:: MATERIAL SUPPLIED

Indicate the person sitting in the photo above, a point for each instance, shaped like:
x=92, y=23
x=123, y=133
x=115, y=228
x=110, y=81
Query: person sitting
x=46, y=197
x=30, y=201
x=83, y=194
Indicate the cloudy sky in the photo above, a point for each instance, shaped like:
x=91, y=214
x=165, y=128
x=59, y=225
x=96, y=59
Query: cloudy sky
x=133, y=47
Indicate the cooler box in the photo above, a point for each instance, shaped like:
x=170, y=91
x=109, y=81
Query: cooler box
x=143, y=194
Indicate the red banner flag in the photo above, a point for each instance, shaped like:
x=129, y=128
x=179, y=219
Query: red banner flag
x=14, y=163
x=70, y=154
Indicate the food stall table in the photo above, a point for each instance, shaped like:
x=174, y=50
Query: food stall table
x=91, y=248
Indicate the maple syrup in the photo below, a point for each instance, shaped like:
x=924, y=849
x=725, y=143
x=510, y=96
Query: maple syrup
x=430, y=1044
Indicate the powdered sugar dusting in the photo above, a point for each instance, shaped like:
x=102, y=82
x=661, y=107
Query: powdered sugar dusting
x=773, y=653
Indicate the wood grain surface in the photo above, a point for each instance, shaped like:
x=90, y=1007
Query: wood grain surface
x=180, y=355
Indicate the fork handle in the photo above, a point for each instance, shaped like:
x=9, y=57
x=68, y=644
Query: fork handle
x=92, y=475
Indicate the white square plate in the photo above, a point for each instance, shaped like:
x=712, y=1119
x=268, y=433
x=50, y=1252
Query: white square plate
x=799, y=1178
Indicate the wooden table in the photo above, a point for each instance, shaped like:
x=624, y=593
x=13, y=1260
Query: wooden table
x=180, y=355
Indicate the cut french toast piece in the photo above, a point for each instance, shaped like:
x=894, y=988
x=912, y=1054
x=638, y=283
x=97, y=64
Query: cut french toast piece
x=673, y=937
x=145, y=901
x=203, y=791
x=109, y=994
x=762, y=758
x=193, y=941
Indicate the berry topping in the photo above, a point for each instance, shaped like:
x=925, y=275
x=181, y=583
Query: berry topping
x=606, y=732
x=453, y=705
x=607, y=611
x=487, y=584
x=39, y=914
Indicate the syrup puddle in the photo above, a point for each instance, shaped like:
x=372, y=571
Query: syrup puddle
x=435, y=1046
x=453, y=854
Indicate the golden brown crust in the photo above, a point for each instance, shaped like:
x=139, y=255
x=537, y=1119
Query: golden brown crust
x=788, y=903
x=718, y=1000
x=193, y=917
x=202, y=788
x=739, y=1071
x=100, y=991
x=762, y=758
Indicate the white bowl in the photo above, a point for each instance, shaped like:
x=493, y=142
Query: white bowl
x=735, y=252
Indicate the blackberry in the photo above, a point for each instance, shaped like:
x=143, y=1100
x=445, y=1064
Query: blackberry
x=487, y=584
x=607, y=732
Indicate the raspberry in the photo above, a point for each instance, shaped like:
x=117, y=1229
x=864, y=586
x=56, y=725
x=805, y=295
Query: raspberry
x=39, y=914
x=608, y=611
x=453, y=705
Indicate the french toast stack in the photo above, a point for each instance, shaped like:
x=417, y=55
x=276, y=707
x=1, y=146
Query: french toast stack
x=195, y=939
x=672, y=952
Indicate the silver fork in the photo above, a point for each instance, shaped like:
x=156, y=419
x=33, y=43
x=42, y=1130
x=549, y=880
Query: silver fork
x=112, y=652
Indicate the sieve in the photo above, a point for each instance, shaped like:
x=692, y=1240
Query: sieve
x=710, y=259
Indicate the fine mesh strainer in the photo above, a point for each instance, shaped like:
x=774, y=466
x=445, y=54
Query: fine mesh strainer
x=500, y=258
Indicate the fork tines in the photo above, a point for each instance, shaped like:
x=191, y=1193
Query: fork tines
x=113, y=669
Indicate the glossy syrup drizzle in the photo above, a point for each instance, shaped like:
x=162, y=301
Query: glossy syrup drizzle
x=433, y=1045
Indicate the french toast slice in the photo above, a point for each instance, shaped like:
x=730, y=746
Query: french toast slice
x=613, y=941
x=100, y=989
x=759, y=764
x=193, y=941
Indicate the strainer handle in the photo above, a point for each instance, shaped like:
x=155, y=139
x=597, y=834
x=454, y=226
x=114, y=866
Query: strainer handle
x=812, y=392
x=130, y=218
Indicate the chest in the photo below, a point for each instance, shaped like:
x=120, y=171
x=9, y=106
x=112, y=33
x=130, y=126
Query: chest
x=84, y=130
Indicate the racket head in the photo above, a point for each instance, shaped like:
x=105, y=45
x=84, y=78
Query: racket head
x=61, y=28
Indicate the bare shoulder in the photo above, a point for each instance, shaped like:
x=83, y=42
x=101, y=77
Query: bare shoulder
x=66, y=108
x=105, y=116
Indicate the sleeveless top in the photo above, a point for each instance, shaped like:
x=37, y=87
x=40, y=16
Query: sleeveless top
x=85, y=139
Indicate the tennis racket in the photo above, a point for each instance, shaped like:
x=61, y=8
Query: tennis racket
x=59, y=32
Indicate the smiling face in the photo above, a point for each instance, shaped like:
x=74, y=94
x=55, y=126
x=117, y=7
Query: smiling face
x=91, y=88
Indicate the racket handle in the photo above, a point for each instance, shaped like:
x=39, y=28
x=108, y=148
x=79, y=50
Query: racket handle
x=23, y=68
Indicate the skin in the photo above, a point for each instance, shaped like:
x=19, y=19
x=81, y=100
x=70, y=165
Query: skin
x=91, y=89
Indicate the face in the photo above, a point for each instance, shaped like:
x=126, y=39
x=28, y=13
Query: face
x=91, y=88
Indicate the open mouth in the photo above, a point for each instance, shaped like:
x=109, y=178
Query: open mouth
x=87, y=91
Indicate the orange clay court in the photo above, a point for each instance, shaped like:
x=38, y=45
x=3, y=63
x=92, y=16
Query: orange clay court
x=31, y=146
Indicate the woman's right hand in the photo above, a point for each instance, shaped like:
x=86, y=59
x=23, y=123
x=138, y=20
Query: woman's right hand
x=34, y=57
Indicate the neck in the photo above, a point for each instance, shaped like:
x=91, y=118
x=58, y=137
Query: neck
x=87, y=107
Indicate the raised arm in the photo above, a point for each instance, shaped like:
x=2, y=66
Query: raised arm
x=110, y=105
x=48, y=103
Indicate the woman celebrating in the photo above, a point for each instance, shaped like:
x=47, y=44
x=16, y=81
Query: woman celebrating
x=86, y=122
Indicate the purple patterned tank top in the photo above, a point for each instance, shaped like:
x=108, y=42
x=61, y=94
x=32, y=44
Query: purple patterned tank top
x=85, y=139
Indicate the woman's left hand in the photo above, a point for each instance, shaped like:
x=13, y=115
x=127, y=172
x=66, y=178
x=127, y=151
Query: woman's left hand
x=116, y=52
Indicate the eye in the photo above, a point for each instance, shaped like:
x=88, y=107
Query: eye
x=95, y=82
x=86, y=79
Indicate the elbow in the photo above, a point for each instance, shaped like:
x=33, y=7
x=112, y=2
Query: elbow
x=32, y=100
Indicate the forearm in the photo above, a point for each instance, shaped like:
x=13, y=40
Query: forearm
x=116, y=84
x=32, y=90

::::

* _TASK DESCRIPTION_
Only the lines from the one containing "Indicate the tennis" to the end of the records should be repeated, exactly as they appear.

* _EXERCISE OUTPUT_
Indicate the tennis racket in the photo above, a point for each instance, shaped like:
x=61, y=8
Query: tennis racket
x=59, y=32
Indicate the smiling face in the photo above, a point for each instance, shaped like:
x=74, y=94
x=55, y=126
x=117, y=7
Query: smiling face
x=91, y=88
Indicate the racket handle in the photo above, a point for each instance, shaped like:
x=39, y=28
x=108, y=148
x=79, y=50
Query: racket handle
x=23, y=68
Indicate the skin in the photo above, a point for each instance, shaped like:
x=19, y=19
x=81, y=100
x=70, y=165
Query: skin
x=91, y=89
Indicate the face in the photo above, a point for each instance, shaped like:
x=126, y=39
x=28, y=13
Query: face
x=91, y=88
Indicate the open mouth in the photo above, a point for each instance, shaped like:
x=109, y=178
Query: open mouth
x=87, y=91
Indicate the orange clay court in the photo above, a point for each instance, shaped like:
x=38, y=45
x=3, y=63
x=92, y=16
Query: orange clay court
x=31, y=146
Indicate the woman's right hand in the photo above, a point for each instance, shaped like:
x=86, y=59
x=23, y=123
x=138, y=20
Query: woman's right hand
x=34, y=57
Indicate the neck in the photo above, a point for each instance, shaped like:
x=91, y=118
x=58, y=137
Query: neck
x=87, y=107
Indicate the raised arm in the photo above, a point for each instance, shaped like:
x=2, y=66
Query: raised arm
x=110, y=105
x=48, y=103
Indicate the woman celebrating in the photo above, a point for each instance, shaped like:
x=47, y=44
x=16, y=81
Query: woman celebrating
x=86, y=122
Indicate the purple patterned tank top in the photo above, a point for each instance, shaped like:
x=108, y=42
x=61, y=94
x=32, y=44
Query: purple patterned tank top
x=85, y=139
Indicate the woman's left hand in the photo above, a point for each instance, shaped like:
x=13, y=115
x=127, y=172
x=66, y=178
x=127, y=151
Query: woman's left hand
x=116, y=52
Indicate the eye in the photo above, a point for each instance, shaped like:
x=88, y=107
Query: eye
x=95, y=82
x=86, y=79
Indicate the elbow in the photo above, a point for each instance, shaped like:
x=33, y=7
x=112, y=2
Query: elbow
x=32, y=100
Indicate the forearm in the photo above, a point for each instance, shaped like:
x=13, y=40
Query: forearm
x=116, y=84
x=32, y=90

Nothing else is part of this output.